> _STUDY TEXT_

An investigator hired by Tottenham Hotspur during their ill-fated bid for the Olympic Stadium was among three men charged with fraud yesterday, having allegedly illegally obtained phone records belonging to West Ham United director Karren Brady.
Howard Hill was arrested in January and charged after a 14-month investigation by the Metropolitan Police into allegations by West Ham and the Olympic Park Legacy Company that information relating to the stadium was unlawfully obtained.
Until December last year, Hill, 58, worked for PKF, a London-based firm of forensic accountants used by Tottenham during their failed bid for the stadium. The club have always denied employing Hill or PKF to conduct any form of surveillance on their opponents in the bid or the OPLC, whose board members were to decide the stadium's future tenants. Baroness Ford, former chair of the OPLC, accused Spurs of spying on all 14 members of the board through private investigators – a claim Tottenham have always denied.
Hill, from Stockport, will appear at Westminster Magistrates Court with Richard Forrest, 30, and Lee Stewart, 39, on 28 November charged with conspiracy to commit fraud by false representation.

> _RECORDED INFORMATION_
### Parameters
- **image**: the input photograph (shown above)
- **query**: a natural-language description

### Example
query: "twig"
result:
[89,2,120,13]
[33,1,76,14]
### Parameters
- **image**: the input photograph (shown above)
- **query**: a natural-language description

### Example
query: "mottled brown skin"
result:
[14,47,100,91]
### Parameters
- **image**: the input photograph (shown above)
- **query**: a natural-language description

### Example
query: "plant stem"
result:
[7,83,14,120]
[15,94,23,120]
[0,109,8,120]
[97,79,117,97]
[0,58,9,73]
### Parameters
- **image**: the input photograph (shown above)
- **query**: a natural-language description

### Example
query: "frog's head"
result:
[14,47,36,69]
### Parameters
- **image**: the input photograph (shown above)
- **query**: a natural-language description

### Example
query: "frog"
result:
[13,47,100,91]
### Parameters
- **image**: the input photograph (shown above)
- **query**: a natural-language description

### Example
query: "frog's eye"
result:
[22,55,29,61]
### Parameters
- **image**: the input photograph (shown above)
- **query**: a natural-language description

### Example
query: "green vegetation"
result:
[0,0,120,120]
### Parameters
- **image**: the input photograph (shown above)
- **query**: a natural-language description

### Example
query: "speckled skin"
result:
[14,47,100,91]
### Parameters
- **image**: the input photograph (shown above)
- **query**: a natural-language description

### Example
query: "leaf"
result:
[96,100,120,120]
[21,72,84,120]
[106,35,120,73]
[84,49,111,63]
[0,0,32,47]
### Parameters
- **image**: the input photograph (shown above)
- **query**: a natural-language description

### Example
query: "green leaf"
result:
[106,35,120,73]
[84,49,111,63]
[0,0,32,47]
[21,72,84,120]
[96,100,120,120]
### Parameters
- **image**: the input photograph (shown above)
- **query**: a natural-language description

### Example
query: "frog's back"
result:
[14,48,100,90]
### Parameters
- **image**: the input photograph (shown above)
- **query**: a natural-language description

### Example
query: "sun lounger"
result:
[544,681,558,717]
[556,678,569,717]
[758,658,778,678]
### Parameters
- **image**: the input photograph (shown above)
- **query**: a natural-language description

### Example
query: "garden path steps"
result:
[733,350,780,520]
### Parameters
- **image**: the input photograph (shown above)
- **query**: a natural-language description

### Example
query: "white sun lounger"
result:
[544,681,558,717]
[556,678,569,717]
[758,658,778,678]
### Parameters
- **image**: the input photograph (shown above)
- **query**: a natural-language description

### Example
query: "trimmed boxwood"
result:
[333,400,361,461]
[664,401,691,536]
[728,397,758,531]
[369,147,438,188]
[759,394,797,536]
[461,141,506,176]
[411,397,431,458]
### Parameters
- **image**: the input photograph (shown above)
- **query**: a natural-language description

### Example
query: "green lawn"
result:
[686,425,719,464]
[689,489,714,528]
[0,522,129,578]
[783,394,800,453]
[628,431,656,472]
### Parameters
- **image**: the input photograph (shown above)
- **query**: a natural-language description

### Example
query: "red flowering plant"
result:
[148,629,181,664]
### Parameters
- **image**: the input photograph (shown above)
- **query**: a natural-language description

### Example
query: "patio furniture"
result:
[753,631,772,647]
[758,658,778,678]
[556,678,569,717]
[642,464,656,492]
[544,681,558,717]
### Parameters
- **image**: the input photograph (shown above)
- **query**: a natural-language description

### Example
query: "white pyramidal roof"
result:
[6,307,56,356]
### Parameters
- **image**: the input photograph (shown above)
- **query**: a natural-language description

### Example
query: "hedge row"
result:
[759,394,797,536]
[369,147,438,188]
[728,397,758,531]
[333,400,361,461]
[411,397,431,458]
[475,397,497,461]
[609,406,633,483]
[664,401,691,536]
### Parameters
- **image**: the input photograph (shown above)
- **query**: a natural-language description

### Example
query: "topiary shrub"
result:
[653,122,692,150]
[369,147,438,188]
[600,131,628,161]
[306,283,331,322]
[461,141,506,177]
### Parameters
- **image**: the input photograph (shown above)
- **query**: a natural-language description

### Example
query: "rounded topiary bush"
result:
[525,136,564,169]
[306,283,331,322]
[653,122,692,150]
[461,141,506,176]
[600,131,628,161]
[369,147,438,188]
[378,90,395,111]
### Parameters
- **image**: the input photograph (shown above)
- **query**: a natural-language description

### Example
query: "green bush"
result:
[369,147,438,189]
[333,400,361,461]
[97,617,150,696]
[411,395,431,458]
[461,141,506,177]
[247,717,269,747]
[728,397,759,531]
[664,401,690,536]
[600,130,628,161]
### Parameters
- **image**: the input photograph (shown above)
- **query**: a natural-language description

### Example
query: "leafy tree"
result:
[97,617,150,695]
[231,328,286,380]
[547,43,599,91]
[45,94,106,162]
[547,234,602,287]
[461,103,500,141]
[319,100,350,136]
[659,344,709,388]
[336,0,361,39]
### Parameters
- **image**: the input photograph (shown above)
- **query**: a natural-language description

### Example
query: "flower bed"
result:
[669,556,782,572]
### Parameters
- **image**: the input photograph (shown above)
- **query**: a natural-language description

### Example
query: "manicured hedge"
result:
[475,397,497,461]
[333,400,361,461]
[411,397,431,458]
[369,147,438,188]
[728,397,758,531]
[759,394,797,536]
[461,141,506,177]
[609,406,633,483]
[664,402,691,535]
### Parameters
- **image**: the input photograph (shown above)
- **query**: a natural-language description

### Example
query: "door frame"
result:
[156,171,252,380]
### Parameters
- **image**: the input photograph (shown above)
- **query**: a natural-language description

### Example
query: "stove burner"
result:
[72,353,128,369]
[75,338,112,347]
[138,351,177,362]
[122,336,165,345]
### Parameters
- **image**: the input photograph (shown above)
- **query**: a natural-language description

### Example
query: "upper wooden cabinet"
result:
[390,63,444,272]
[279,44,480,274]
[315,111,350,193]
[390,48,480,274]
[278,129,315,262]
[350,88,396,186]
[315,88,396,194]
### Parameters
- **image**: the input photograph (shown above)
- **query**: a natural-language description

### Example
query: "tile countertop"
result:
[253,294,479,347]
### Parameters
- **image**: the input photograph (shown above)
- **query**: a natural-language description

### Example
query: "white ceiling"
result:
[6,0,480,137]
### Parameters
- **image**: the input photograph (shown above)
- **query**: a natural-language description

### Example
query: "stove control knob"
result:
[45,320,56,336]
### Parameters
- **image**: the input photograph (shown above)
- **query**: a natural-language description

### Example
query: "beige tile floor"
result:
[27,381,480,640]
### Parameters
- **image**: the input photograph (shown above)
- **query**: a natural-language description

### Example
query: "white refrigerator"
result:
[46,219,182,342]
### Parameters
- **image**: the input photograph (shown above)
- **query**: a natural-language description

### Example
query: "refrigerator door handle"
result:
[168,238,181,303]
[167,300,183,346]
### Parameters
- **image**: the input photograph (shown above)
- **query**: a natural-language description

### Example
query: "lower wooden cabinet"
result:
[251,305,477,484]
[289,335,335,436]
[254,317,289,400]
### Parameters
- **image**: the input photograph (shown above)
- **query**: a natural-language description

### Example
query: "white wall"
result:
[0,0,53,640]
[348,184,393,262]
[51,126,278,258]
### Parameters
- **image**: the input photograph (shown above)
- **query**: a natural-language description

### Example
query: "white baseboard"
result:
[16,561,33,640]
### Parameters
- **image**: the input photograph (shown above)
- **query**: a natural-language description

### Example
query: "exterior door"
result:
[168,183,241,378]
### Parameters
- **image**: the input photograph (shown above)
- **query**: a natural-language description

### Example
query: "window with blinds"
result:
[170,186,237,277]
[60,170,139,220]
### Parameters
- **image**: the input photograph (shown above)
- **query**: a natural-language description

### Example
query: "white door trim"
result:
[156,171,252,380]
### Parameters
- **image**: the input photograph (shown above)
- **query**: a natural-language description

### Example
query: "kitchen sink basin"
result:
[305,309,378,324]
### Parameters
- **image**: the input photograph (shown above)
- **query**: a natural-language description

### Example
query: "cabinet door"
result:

> _DIRECTIONS_
(A) Answer these questions using the news report about the fraud charges.
(i) How long did the Metropolitan Police investigation last?
(ii) Until when did Howard Hill work for PKF?
(iii) On what date will the three men appear at Westminster Magistrates Court?
(B) In two sentences, summarize the news report about the fraud charges.
(C) Carry the news report about the fraud charges forward from its final sentence.

> _RESULTS IN ORDER_
(A)
(i) 14 months.
(ii) Until December last year.
(iii) 28 November.

(B) Howard Hill, an investigator with PKF, the forensic accounting firm Tottenham used during its failed bid for the Olympic Stadium, was charged with fraud after a 14-month Metropolitan Police investigation into claims that he illegally obtained phone records belonging to West Ham director Karren Brady. Tottenham has always denied using Hill or PKF for surveillance, and Hill, Richard Forrest and Lee Stewart will appear at Westminster Magistrates Court on 28 November, charged with conspiracy to commit fraud by false representation.

(C)
West Ham were chosen to take on the stadium in October last year but that deal collapsed under the threat of legal challenge. The future of the £500m stadium is still undecided. The delay in reopening it may mean it is not ready to host events until 2016, as the London Legacy Development Corporation – as the OPLC is now known – reiterated yesterday.
A final decision is expected early next month with West Ham strong favourites. But the delay was yesterday criticised by Ed Warner, chairman of UK Athletics. "This is fast becoming a Stratford farce," said Warner. "West Ham have been phenomenally patient over the last few months. I would urge those making the decision to please get on and do it."
The delay is in part due to negotiations over who will pay for conversion costs – £38m of government money is set aside but installing retractable seating and extending the roof, as well as reducing capacity from 80,000 to 60,000, is expected to require around £180m.